Aim of the task:
Output the part of the review of Everything Must Go that starts with "One of the book’s" and goes on through "we currently inhabit.", word for word.

Source document:
☆ ☆ ☆
Dorian Lynskey’s Everything Must Go is a fascinating tour through humanity’s long obsession with the end of the world. Part literary history, part cultural criticism, and part catalog of catastrophe, the book explores how people have imagined apocalypse across centuries of novels, films, religious movements, political ideologies, and scientific speculation.
The scope of Lynskey’s research is astonishing. He moves effortlessly from the Book of Revelation to nuclear war fiction, from H.G. Wells and Mary Shelley to Hollywood disaster movies and modern climate-change narratives. Along the way, he introduces a seemingly endless parade of prophets, novelists, filmmakers, cult leaders, scientists, and doomsayers who have tried to explain how the world might end—and what that ending would reveal about humanity itself.
What emerges is less a history of apocalypse than a history of human fears. Every era imagines destruction in its own image. Religious societies envision divine judgment. The Cold War generated visions of nuclear annihilation. Today, environmental collapse, pandemics, artificial intelligence, and technological disruption occupy the place once held by biblical horsemen. The details change, but the fascination remains remarkably constant.
One of the book’s strengths is Lynskey’s ability to treat these visions seriously without surrendering to them. He understands that apocalyptic stories are rarely just about destruction. They are often expressions of hope, warning, wish fulfillment, or moral judgment. The end of the world becomes a way of talking about the world we currently inhabit.
At times, however, the book can feel almost too comprehensive. The sheer number of books, films, historical episodes, and personalities discussed occasionally creates the feeling of reading an encyclopedia of apocalypse rather than a single sustained argument. Readers looking for a strong central thesis may find themselves overwhelmed by the abundance of examples.
☆ ☆ ☆
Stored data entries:
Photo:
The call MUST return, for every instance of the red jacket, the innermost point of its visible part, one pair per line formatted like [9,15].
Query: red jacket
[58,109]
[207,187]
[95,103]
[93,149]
☆ ☆ ☆
Response to this task:
One of the book’s strengths is Lynskey’s ability to treat these visions seriously without surrendering to them. He understands that apocalyptic stories are rarely just about destruction. They are often expressions of hope, warning, wish fulfillment, or moral judgment. The end of the world becomes a way of talking about the world we currently inhabit.